Raw data section start

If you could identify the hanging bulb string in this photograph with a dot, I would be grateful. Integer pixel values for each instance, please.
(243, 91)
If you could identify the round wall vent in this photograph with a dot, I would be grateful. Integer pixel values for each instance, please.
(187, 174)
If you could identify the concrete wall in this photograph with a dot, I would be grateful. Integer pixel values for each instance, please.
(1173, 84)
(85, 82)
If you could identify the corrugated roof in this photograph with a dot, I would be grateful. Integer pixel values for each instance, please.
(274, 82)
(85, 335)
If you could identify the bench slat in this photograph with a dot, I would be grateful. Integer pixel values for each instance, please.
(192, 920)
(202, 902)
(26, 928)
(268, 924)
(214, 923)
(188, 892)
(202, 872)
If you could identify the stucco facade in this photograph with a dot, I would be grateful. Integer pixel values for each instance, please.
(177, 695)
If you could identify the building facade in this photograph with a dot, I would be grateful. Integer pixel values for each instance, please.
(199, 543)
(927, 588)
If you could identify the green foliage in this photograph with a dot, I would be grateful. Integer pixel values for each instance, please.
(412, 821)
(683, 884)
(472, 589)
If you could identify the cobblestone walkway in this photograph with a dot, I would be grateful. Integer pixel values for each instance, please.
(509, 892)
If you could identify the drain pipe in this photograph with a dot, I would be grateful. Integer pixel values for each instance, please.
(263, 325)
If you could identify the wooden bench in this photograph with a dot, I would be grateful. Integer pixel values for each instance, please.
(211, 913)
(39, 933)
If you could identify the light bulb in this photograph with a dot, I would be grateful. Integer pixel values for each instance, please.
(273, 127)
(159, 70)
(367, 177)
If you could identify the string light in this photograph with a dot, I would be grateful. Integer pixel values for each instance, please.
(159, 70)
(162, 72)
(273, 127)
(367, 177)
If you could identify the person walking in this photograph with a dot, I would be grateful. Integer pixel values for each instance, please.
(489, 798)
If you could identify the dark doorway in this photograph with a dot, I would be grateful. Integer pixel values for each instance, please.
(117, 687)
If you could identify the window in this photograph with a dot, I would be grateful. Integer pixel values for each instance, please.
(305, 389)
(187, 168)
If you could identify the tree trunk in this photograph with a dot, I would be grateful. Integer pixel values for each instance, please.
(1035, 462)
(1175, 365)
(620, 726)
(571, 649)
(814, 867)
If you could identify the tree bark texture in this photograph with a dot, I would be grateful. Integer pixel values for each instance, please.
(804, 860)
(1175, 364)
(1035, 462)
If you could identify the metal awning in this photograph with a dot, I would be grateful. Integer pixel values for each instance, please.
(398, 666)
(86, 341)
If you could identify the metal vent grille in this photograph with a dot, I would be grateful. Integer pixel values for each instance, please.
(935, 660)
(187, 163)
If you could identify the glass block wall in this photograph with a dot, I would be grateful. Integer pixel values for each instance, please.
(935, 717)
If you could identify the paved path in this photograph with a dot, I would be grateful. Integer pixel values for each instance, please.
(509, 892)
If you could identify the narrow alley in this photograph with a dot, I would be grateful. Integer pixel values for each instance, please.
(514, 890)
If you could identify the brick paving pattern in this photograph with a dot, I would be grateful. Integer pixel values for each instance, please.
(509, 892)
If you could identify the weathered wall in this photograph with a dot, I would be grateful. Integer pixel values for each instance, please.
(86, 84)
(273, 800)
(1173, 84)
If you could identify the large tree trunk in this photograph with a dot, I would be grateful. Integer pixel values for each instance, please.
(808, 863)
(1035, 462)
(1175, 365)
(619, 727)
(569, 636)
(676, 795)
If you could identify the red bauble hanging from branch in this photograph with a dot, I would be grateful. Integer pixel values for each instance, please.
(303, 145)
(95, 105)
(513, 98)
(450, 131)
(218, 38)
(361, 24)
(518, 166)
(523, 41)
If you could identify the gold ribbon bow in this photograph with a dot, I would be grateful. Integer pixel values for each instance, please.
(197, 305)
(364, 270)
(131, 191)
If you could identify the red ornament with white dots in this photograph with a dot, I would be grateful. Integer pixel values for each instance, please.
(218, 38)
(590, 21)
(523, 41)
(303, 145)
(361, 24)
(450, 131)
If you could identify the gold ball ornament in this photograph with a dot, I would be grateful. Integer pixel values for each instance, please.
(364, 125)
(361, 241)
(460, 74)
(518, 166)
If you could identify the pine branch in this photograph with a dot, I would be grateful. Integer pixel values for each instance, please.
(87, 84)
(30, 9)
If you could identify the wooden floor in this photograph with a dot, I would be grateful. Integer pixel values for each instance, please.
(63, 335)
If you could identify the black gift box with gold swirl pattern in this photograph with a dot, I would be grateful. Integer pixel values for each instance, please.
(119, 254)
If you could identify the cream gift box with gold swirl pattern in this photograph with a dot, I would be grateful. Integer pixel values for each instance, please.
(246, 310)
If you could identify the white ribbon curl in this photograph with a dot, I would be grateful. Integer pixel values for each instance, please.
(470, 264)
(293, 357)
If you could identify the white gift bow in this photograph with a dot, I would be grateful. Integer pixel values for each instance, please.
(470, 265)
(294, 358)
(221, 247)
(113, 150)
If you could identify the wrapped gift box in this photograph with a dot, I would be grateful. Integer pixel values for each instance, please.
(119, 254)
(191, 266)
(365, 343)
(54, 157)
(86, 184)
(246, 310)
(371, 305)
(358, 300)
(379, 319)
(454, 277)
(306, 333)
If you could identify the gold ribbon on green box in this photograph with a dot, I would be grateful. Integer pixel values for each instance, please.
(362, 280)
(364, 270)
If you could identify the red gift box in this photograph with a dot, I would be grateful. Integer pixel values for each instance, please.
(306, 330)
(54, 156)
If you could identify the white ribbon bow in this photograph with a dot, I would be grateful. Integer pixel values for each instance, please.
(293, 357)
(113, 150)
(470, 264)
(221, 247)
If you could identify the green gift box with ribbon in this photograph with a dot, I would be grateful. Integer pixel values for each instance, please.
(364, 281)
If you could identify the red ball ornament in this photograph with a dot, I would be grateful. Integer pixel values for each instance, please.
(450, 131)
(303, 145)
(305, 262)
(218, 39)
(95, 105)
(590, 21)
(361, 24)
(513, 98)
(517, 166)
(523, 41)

Raw data section end

* **Problem description**
Once you have read the records, write every one of them out again exactly.

* **Solution**
If you could identify the hanging bulb string in this photograph with a dot, I would be grateful. Integer pixel values for each instance, please.
(243, 91)
If you could identify the round wall vent in this photograph with a dot, I would be grateful. Integer pixel values for each instance, please.
(187, 174)
If you could identify the concrete wall in this photograph with a dot, I would be grateful. Integer pixel values for each instance, please.
(1173, 84)
(85, 82)
If you could identify the corrugated roof in this photograph with a dot, I would be grateful. Integer pixel values for each instance, please.
(274, 82)
(85, 335)
If you could identify the bench slat in this photograph with a dot, I would be grateful. Integer pixel values for each instance, please.
(192, 920)
(202, 902)
(26, 928)
(268, 924)
(214, 923)
(188, 892)
(202, 872)
If you could identify the stucco facade in this photograph with a dot, I would be grateful. Integer pixel values for each instance, please.
(177, 695)
If you could identify the building facade in this photograph with a dot, I would be grateful. Integer pixel values for each instance, please.
(199, 543)
(927, 588)
If you could identify the green foliage in this photograph with a dot, I would be grateful. Integer pixel values for each instance, please.
(412, 821)
(683, 884)
(472, 589)
If you could identify the cobblestone walkway in this photograph with a dot, I would be grateful. Integer pixel values for each instance, please.
(509, 892)
If you could identify the drain pipe in this photograph with a dot, I would be grateful. Integer pixel values for each instance, please.
(263, 325)
If you could identify the wooden bench in this photograph with a dot, I would be grateful. Integer pixel values for each instance, please.
(211, 913)
(39, 933)
If you could identify the light bulb in this photograph with a dot, I would be grateful. Integer pixel values for each instance, please.
(273, 127)
(159, 70)
(367, 177)
If you could identify the string light in this photograph with a dot, I would be grateful. Integer pixel values for each instance, please.
(159, 70)
(162, 72)
(273, 127)
(367, 177)
If you could identify the person walking in this photograph with a dot, I would be grateful. Integer pixel values for each instance, please.
(489, 798)
If you could identify the dark doorway in this photograph with a dot, I would be grateful. Integer pixel values for each instance, please.
(117, 687)
If you could identify the window in this photograph with a dot, I would be grateful. Integer pixel values for each instance, please.
(305, 389)
(187, 168)
If you could identify the tree trunk in this photograph with a dot, I would be grateful. Integer pixel values for each instance, please.
(1035, 462)
(1175, 365)
(620, 726)
(571, 649)
(814, 867)
If you could identify the tree bark texture in this photograph with a dot, I would be grateful. Integer pixel values for each instance, please.
(804, 860)
(1175, 364)
(1035, 462)
If you could identify the metal awning in this photograph with a dot, I would be grateful. Integer pixel values for each instance, please.
(398, 666)
(86, 341)
If you could identify the metal vent grille in this photograph with a dot, I would be grateful. Integer pixel values for each instance, please.
(935, 660)
(187, 163)
If you could identify the glass block wall in this photograph with a dot, I would be grateful. Integer pixel values for each instance, please.
(935, 717)
If you could identify the paved path in this photograph with a dot, I would be grateful. Integer pixel values for each instance, please.
(509, 892)
If you could identify the narrow alley in this photograph with a dot, I would be grateful. Integer pixel values for each instance, please.
(514, 890)
If you could identify the brick paving pattern in this photograph with a dot, I would be grateful. Integer pixel values for each instance, please.
(509, 892)
If you could identify the weathered wall in this photograph with a dot, I would be grateful. Integer pixel values for each instance, please.
(86, 84)
(273, 800)
(1173, 84)
If you could identify the large tree trunk in this photograph with a dot, I would be grateful. Integer pixel values for each instance, please.
(808, 863)
(1035, 462)
(1175, 365)
(619, 727)
(569, 636)
(676, 795)
If you could identify the red bauble hanging from branch in this photograph with a dot, I would be grateful. Integer pixel values for each instance, please.
(303, 145)
(95, 105)
(513, 98)
(450, 131)
(218, 38)
(361, 24)
(518, 166)
(523, 41)
If you could identify the gold ribbon bow in this photograph with a dot, I would be grateful. Integer pixel values for each instance, please.
(197, 305)
(364, 270)
(131, 191)
If you could identify the red ornament with white dots in this photograph with a dot, I would be grateful. Integer pixel values for each instance, please.
(218, 38)
(590, 21)
(523, 41)
(303, 145)
(361, 24)
(450, 131)
If you could identify the gold ball ornament in this photograph with a dot, I would be grateful. Integer pixel values for each instance, please.
(364, 125)
(361, 241)
(460, 74)
(518, 166)
If you could identify the pine branch in this photograph with a dot, I would be grateful. Integer pixel values for each instance, please.
(87, 84)
(30, 9)
If you could identify the wooden floor in this photograph with a dot, I would be grateful. Integer pixel values for each instance, please.
(63, 335)
If you could identify the black gift box with gold swirl pattern in this photograph with a dot, I would be grateful. Integer pixel values for each instance, please.
(119, 254)
If you could identify the cream gift box with gold swirl pattern in this photograph with a dot, I would be grateful. Integer pixel values for each instance, please.
(246, 310)
If you could identify the white ribbon curl in this photograph with a dot, I would be grateful. Integer pixel values for each instance, please.
(470, 264)
(293, 357)
If you could identify the white gift bow in this photograph with a dot, I would be grateful. Integer pixel values for each instance, please.
(470, 265)
(294, 358)
(221, 247)
(113, 150)
If you could identify the wrapped gift box in this photograph with a dot, I would be grateful. Integer pixel values for each instance, please.
(119, 254)
(191, 266)
(365, 343)
(54, 157)
(86, 184)
(246, 310)
(371, 305)
(358, 300)
(379, 319)
(454, 277)
(306, 333)
If you could identify the gold ribbon on green box in this photograph with a dot, I would be grateful. Integer pixel values for each instance, please.
(362, 280)
(364, 270)
If you could identify the red gift box in this photograph with a dot, I would be grateful. Integer pixel values for each instance, please.
(306, 330)
(54, 156)
If you could identify the white ribbon bow in this photograph with a dot, I would be grateful. Integer pixel values for each instance, please.
(293, 357)
(113, 150)
(470, 264)
(221, 247)
If you could identify the green gift box with ribbon in this photograph with a dot, I would be grateful. Integer pixel values for each instance, please.
(364, 281)
If you could identify the red ball ornament in this photograph with a dot, I would be grateful. Integer pixel values for each instance, please.
(450, 131)
(303, 145)
(305, 262)
(218, 39)
(95, 105)
(590, 21)
(361, 24)
(513, 98)
(517, 166)
(523, 41)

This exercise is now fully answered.